%%

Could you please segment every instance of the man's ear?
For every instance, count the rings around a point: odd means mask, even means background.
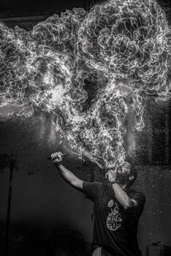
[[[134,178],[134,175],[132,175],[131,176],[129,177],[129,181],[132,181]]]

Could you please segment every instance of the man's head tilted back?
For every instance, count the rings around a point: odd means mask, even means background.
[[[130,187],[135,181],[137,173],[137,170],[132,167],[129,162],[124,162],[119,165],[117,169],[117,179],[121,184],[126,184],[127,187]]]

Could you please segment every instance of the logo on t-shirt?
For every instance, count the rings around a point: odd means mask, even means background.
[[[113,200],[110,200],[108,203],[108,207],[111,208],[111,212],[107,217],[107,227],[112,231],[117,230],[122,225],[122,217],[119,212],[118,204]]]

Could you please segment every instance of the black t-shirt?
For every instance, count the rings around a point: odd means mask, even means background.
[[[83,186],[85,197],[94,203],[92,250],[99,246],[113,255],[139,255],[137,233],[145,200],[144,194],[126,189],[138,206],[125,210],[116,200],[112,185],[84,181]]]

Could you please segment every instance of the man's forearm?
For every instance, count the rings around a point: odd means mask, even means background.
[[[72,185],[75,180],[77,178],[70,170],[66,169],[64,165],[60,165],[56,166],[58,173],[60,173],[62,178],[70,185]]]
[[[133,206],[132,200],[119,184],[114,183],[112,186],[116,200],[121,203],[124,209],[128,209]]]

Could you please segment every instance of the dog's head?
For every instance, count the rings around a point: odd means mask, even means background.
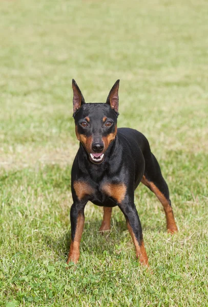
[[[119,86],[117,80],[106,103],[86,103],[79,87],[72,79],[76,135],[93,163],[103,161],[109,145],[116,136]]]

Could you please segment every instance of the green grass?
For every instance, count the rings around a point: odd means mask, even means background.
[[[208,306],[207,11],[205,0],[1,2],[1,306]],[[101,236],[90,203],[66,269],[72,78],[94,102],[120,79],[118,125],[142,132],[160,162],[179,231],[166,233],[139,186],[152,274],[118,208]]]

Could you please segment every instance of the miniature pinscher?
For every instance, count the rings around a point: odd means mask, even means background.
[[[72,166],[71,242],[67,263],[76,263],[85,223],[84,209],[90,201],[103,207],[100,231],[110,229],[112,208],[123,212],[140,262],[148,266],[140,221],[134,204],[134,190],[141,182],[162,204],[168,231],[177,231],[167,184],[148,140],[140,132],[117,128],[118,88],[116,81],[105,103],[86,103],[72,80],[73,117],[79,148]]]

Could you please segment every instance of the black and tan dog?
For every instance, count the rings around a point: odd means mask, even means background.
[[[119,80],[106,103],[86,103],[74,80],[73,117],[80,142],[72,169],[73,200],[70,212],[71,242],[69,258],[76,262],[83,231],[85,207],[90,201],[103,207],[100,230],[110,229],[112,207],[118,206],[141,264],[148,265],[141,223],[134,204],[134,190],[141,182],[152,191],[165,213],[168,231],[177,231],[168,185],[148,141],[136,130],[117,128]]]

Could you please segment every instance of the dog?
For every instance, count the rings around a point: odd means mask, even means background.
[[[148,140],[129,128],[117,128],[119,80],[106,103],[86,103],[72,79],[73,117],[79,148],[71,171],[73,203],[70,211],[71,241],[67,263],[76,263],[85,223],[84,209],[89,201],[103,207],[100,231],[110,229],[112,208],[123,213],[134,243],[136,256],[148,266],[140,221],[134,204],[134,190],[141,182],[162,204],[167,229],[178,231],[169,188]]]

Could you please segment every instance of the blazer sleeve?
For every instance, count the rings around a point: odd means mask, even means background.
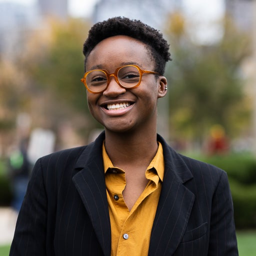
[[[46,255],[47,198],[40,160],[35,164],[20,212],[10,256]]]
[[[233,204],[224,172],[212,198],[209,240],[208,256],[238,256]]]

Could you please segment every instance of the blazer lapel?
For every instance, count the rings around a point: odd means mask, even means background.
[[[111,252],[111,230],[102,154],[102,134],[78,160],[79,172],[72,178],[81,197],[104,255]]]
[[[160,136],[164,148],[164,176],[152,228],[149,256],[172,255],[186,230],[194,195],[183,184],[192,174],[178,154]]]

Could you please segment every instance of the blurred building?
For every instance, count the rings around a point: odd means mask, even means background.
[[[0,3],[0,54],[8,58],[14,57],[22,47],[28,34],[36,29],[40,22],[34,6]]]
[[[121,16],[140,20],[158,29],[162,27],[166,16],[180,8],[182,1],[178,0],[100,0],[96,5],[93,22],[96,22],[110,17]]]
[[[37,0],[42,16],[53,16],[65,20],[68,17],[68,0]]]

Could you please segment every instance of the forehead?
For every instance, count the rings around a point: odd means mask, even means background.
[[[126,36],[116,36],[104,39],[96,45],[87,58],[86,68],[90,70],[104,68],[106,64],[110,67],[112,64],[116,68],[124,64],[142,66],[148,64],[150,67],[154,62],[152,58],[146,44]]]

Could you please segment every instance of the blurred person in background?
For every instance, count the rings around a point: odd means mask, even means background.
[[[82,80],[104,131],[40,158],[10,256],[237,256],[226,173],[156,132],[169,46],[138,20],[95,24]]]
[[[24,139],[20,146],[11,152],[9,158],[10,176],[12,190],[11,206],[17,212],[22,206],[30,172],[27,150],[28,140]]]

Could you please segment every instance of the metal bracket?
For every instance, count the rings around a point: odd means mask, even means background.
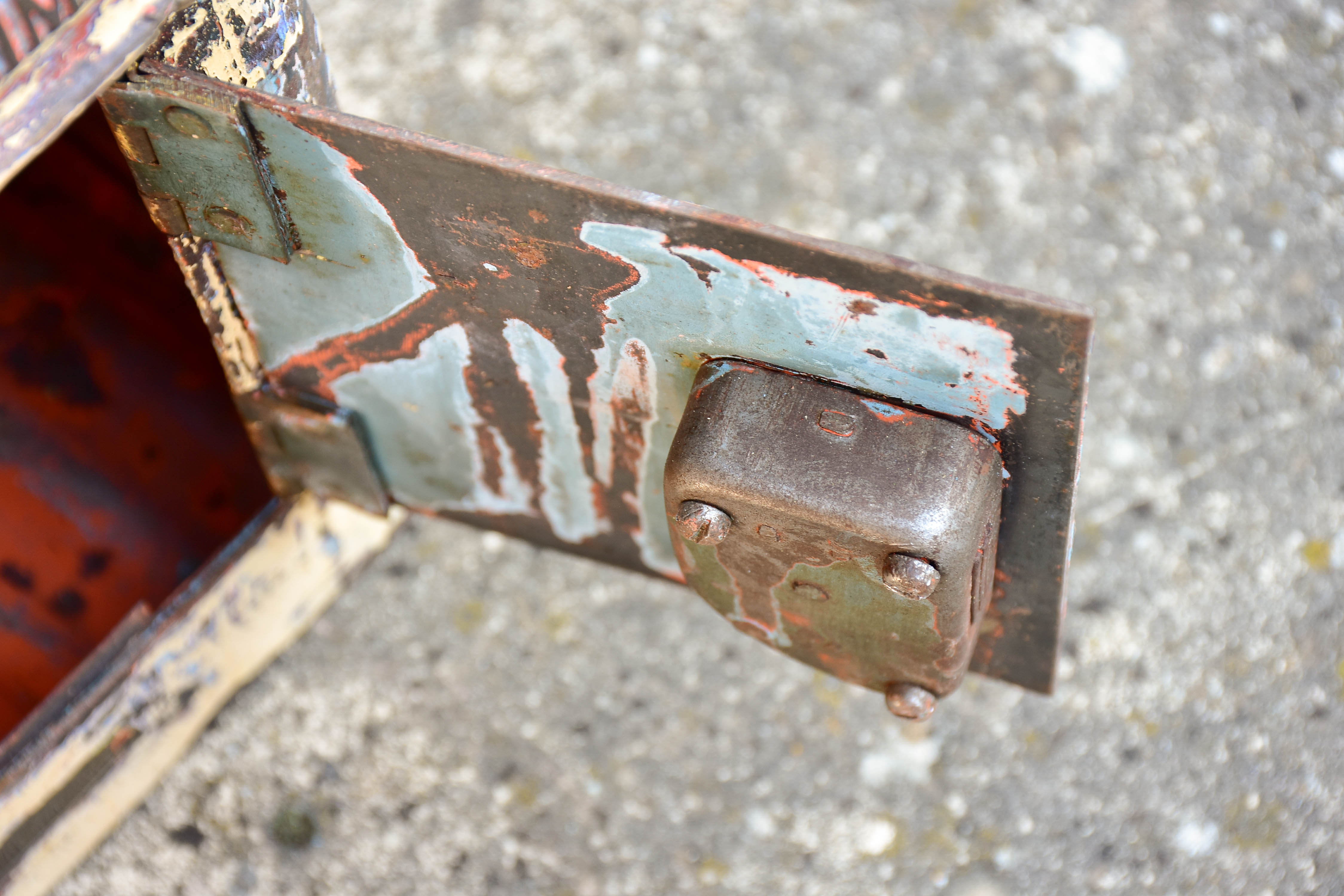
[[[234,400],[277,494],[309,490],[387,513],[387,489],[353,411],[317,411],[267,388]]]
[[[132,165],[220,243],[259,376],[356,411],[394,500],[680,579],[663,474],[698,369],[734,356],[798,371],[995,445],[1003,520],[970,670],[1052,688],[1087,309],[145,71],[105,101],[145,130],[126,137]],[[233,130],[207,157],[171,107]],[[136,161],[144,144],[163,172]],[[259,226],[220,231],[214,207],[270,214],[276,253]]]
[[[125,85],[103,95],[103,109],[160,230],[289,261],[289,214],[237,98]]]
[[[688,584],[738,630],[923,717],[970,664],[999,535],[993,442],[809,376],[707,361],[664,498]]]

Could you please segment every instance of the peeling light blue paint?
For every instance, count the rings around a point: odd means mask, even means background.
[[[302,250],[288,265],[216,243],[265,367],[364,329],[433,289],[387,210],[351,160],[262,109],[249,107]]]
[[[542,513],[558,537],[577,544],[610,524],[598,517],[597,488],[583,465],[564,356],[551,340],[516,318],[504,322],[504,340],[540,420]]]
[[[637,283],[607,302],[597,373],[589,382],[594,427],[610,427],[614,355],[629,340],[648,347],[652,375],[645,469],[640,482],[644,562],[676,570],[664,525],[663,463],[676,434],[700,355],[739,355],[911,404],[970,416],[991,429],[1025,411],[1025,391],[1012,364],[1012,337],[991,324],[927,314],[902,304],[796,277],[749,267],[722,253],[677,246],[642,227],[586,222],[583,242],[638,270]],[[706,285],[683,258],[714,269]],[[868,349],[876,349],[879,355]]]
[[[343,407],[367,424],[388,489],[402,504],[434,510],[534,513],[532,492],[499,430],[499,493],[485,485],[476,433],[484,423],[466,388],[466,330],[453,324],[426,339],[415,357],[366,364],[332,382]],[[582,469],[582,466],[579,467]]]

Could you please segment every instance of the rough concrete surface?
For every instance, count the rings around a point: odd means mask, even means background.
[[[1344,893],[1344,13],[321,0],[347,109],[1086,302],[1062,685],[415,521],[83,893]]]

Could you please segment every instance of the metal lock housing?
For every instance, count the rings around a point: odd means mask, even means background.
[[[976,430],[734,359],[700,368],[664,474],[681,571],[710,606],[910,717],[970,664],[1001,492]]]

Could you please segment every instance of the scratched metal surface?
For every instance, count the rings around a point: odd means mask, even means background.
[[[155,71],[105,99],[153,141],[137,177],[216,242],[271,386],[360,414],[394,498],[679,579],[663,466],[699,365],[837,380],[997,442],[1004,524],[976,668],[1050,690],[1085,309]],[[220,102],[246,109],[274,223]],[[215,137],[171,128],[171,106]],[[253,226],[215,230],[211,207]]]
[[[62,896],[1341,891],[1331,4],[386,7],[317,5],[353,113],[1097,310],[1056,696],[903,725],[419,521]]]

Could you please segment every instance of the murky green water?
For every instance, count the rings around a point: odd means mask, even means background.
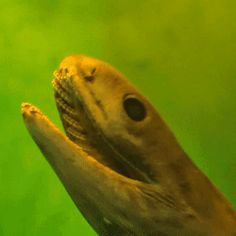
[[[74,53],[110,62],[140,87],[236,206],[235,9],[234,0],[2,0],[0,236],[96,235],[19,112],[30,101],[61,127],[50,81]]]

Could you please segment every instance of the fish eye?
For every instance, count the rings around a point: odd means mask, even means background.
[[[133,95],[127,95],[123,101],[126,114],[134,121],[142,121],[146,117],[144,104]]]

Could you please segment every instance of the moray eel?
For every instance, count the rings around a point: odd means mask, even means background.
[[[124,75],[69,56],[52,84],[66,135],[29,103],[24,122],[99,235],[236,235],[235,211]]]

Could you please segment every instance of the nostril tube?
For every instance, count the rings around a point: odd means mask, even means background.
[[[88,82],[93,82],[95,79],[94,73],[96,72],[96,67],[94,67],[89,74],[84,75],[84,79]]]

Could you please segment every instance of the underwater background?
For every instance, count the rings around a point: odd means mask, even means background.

%%

= BRIEF =
Write out the lines verbatim, starting at the line containing "Could you please segment every instance of the metal lock" and ending at the last of the lines above, with the pictures omitted.

= OUTPUT OF THE EXERCISE =
Could you please segment every instance of the metal lock housing?
For every instance, count the rings around a point: odd means mask, even means background.
[[[976,430],[734,359],[700,368],[664,474],[681,571],[710,606],[910,717],[970,664],[1001,492]]]

Could you please segment every instance of the scratched metal surface?
For every instance, count the rings around a point: odd means mask, even means background.
[[[155,71],[105,99],[153,141],[137,177],[216,242],[271,386],[360,414],[394,498],[679,579],[663,466],[699,365],[837,380],[997,442],[1004,524],[976,668],[1050,690],[1085,309]],[[220,102],[246,109],[274,223]],[[215,137],[171,128],[171,106]],[[253,226],[215,230],[211,207]]]
[[[62,896],[1341,891],[1331,4],[386,7],[317,5],[353,113],[1097,310],[1056,696],[903,725],[419,521]]]

Could you please segment every instance of the murky green water?
For every instance, count the rings around a point: odd means mask, even means background.
[[[74,53],[110,62],[140,87],[236,206],[235,9],[234,0],[2,0],[0,236],[96,235],[19,112],[30,101],[61,127],[50,81]]]

Could you please segment every instance of the fish eye?
For every instance, count the rings around a point: odd means mask, even means background.
[[[133,95],[127,95],[123,101],[126,114],[134,121],[142,121],[146,117],[144,104]]]

Could you please segment every instance of the moray eel?
For every instance, count the rings around a point: odd means mask, even means background.
[[[124,75],[69,56],[52,84],[66,135],[29,103],[24,122],[99,235],[236,235],[235,211]]]

Could you please segment every instance of the nostril tube?
For every instance, count the rings around a point: odd means mask, even means background.
[[[88,82],[93,82],[95,79],[94,73],[96,72],[96,67],[94,67],[89,74],[84,75],[84,79]]]

Could you please segment every instance of the underwater background?
For every instance, count the rings around a point: odd means mask, even means background.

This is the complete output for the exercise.